# [Goal]
Copy out the following lines exactly as they appear.

***

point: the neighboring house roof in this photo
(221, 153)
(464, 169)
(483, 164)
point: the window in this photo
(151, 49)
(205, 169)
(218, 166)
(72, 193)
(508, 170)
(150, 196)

***

# [Written reply]
point: the neighboring house roof in this photo
(221, 153)
(464, 169)
(483, 164)
point: the window in this photo
(151, 49)
(205, 169)
(218, 166)
(72, 193)
(508, 170)
(150, 196)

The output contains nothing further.